* [COMPLETE THE FOLLOWING]:
(1) In the text about the star that swallowed a planet, transcribe everything from "Astronomers using the" down to "five billion years.".
(2) List every distance or span of time given as a number in the text about the star that swallowed a planet.
(3) Answer these questions from the text about the star that swallowed a planet:
(a) What end-of-life state has the star reached?
(b) Who is named as the lead author of the research?
(c) Which telescope was used to observe the evidence, and where is it located?

* [PAGE TEXT]:
****************
Astronomers recently caught the grisly sight of an exoplanet being devoured by its star, in a preview of what will eventually happen to the Earth. The sun-like star is located within our galaxy, around 12,000 light-years away, and has puffed up into an end-of-life state called a red giant. As it grows, it expands outward, which is how it was able to swallow the Jupiter-sized planet that had been in orbit around it.

The researchers were able to spot the event because of the distinctive brightening pattern of the star, which is similar to what we can expect will eventually happen to our sun. “We are seeing the future of the Earth,” said lead author of the research, Kishalay De of the Massachusetts Institute of Technology (MIT), in a statement. “If some other civilization was observing us from 10,000 light-years away while the sun was engulfing the Earth, they would see the sun suddenly brighten as it ejects some material, then form dust around it, before settling back to what it was.”

Astronomers using the Gemini South telescope in Chile, operated by NSF’s NOIRLab, have observed the first compelling evidence of a dying Sun-like star engulfing an exoplanet. The “smoking gun” of this event was seen in a long and low-energy outburst from the star — the telltale signature of a planet skimming along a star’s surface. This never-before-seen process may herald the ultimate fate of Earth when our own Sun nears the end of its life in about five billion years.
****************
* [MATERIAL PROVIDED]:
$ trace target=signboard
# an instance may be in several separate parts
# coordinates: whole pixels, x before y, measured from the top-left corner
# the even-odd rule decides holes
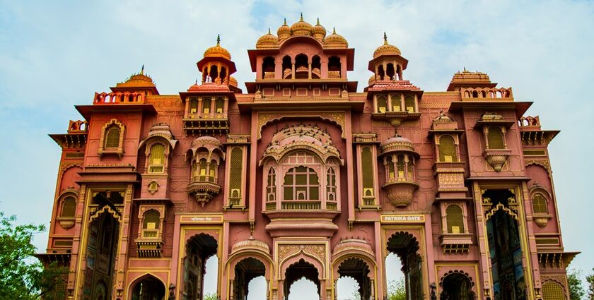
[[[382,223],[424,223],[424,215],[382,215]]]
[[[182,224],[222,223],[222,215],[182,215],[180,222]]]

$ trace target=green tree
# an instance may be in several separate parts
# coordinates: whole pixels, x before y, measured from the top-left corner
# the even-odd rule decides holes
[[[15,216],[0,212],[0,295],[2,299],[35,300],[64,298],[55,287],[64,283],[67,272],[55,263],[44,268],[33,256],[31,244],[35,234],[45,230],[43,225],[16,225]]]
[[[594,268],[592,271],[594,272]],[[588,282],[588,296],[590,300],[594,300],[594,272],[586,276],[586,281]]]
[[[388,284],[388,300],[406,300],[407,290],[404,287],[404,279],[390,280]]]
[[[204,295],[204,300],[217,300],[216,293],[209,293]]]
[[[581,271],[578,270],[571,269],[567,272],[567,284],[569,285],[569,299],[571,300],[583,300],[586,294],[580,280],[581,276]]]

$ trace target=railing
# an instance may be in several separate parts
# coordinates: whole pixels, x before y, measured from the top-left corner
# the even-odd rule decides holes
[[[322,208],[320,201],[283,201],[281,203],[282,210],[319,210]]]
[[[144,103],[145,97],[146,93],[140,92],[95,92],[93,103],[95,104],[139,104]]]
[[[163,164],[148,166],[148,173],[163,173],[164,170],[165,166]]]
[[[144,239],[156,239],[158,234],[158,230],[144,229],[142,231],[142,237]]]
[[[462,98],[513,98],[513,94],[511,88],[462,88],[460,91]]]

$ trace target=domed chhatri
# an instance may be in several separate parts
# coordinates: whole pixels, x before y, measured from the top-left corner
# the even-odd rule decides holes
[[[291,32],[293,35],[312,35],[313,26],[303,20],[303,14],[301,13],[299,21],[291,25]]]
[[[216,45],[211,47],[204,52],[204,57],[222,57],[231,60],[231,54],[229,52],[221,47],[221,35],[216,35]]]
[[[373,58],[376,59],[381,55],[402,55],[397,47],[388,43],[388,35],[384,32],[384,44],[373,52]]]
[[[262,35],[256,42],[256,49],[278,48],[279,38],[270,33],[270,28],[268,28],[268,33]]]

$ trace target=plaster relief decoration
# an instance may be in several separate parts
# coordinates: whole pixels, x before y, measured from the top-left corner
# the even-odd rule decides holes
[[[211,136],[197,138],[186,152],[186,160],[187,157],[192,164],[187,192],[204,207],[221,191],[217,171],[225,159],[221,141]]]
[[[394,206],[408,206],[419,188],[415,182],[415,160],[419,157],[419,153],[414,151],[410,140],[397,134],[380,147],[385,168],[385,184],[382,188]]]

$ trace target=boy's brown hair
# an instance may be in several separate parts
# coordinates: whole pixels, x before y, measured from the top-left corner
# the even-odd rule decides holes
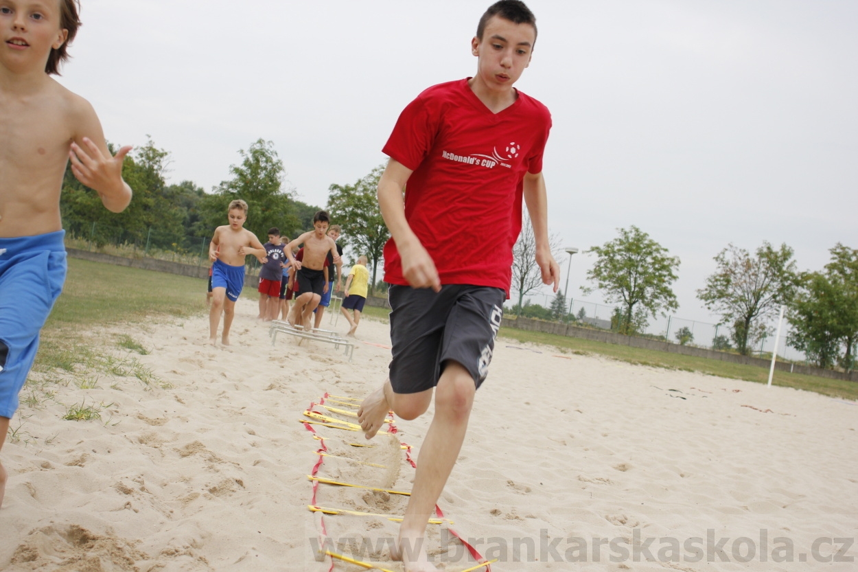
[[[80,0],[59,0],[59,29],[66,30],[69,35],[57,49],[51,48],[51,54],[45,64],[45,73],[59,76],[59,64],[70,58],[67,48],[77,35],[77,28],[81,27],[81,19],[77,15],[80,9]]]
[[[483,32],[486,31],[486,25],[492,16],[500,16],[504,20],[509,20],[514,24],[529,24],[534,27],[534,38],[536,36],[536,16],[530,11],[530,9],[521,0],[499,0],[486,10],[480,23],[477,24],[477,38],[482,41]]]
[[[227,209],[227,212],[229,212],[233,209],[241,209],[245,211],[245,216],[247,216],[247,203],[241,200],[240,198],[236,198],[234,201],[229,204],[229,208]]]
****************
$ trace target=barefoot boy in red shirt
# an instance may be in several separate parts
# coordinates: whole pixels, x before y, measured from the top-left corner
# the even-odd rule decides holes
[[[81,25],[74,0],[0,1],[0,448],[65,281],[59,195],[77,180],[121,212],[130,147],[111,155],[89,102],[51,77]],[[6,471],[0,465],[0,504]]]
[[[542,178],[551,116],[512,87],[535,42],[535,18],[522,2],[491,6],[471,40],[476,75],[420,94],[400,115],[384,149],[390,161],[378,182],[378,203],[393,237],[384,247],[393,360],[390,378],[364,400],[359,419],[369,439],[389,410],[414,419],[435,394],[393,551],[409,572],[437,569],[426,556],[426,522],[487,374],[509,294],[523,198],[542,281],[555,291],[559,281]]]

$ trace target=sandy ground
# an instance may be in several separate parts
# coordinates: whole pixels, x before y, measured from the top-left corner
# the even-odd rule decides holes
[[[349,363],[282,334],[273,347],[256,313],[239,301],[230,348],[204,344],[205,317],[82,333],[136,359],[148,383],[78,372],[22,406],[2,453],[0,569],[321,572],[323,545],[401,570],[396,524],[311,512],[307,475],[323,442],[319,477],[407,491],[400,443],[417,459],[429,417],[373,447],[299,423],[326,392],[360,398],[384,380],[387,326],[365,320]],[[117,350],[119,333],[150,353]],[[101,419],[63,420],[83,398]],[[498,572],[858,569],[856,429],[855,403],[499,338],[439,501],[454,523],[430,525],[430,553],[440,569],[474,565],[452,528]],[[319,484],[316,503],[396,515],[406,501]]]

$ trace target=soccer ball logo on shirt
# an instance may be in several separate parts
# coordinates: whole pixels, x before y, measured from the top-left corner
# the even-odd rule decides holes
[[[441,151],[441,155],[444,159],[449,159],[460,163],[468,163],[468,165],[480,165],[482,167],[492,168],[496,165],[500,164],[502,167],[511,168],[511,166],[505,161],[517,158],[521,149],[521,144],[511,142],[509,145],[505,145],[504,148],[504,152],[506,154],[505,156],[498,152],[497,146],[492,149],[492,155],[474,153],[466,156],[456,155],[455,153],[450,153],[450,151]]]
****************
* [ANSWERS FOR THE TASKS]:
(1)
Astronomers using the Gemini South telescope in Chile, operated by NSF’s NOIRLab, have observed the first compelling evidence of a dying Sun-like star engulfing an exoplanet. The “smoking gun” of this event was seen in a long and low-energy outburst from the star — the telltale signature of a planet skimming along a star’s surface. This never-before-seen process may herald the ultimate fate of Earth when our own Sun nears the end of its life in about five billion years.

(2)
- 12,000 light-years
- 10,000 light-years
- about five billion years

(3)
(a) The star has puffed up into a red giant.
(b) The lead author is Kishalay De of the Massachusetts Institute of Technology (MIT).
(c) The Gemini South telescope was used, and it is located in Chile.